[SOURCE PASSAGE]
There are two things you used to always be able to count on when it came to Liverpool's Clinic: 1. If its an even-numbered year, you can bet they've either released or are about to release a new album that year, and 2. Their new album will sound pretty much exactly as you expected it to sound, with a few subtle changes here and there. That first one still holds true, but over the last couple releases, the second one has not.
Clinic's brand of dark, artsy post-punk received somewhat of a pop injection on their last album, 2010's 'Bubblegum," an album that could almost be described as "catchy," at times even "beautiful." On the aptly titled (once again) 'Free Reign,' they move into new territory yet again, with an album that is, without a doubt, their most tripped-out yet, and one that could be argued is their most creative and consistent since their 2000 full-length debut, 'Internal Wrangler.'
While their roots in Joy Division and Suicide are still very apparent, openers "Misty" and "See Saw" find Clinic mining Spacemen 3-type droning atmospherics as well, and to good effect, especially when combined with the propulsive beats and haunting vocals. This blissful-yet-spaced-out vibe never really lets up throughout the album's 40 minutes, resulting in a listening experience that is ready-made for late night headphone journeys.
The near-epic "Miss You" is another good example, with swirling keyboards and synths intertwining with a repeating, circular guitar lead that, altogether, tickles some musical funnybone in the brain, sending at least this listener off into a euphoric hypnotized state that I wasn't ready to come down from. Good thing the chill, jazzy "For the Season" provides the perfect bridge back to the deep innerspace of the final three tracks.
After seven albums, Clinic have proven to be one of the most consistent bands in modern music, and 'Free Reign' is quite possibly their most adventurous to date. Those looking for the more aggressive punk vibe of their early EP's and albums may be disappointed, but anyone who's open to a bit of psychedelia with their eerie post-punk should have no trouble appreciating Clinic's latest. Maybe there's a new guarantee now to replace the old one about them always sounding the same: Every album this band releases will be a strong, worthwhile listen.
And 'Free Reign' makes an excellent case for being one of their strongest and most worthwhile yet.

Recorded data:
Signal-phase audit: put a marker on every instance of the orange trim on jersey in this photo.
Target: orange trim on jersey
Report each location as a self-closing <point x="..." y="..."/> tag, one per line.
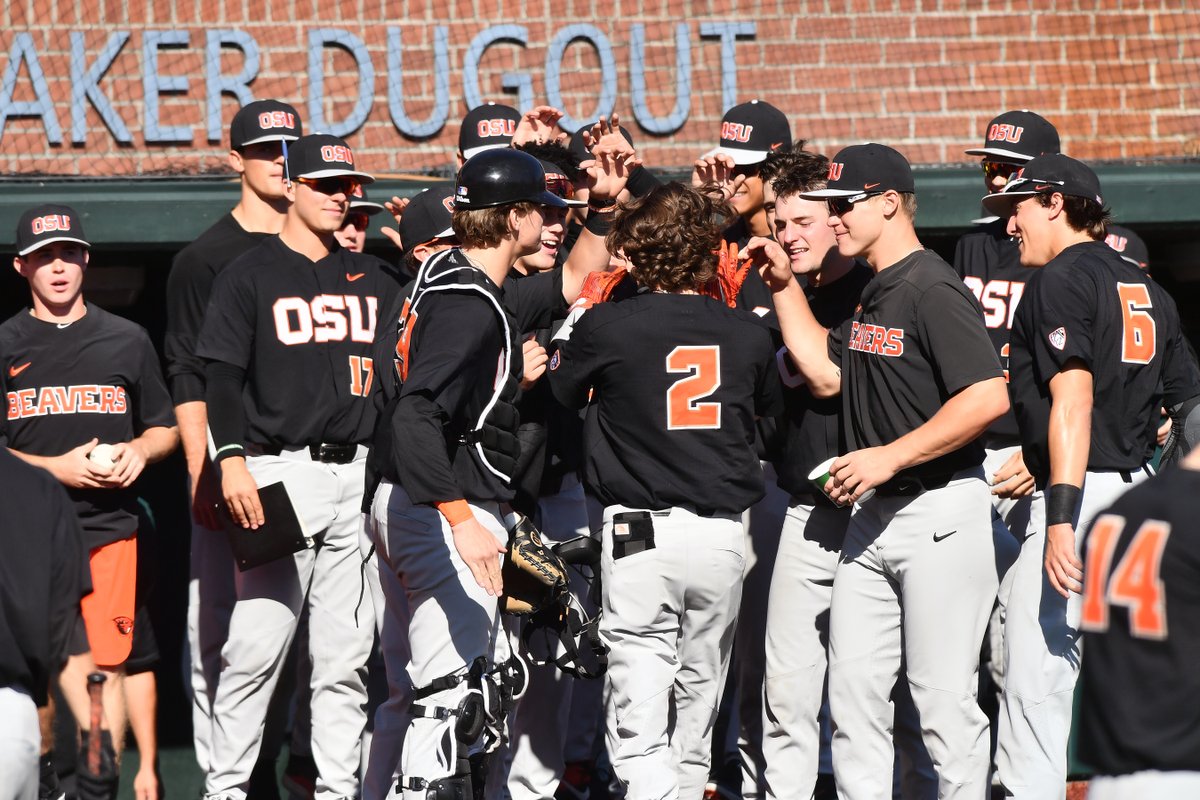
<point x="455" y="511"/>
<point x="108" y="609"/>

[ACTION ITEM] Edit the album review's text between "After seven albums, Clinic" and "strong, worthwhile listen.", inclusive, putting "daring" in place of "adventurous".

[SOLUTION TO THIS EXERCISE]
After seven albums, Clinic have proven to be one of the most consistent bands in modern music, and 'Free Reign' is quite possibly their most daring to date. Those looking for the more aggressive punk vibe of their early EP's and albums may be disappointed, but anyone who's open to a bit of psychedelia with their eerie post-punk should have no trouble appreciating Clinic's latest. Maybe there's a new guarantee now to replace the old one about them always sounding the same: Every album this band releases will be a strong, worthwhile listen.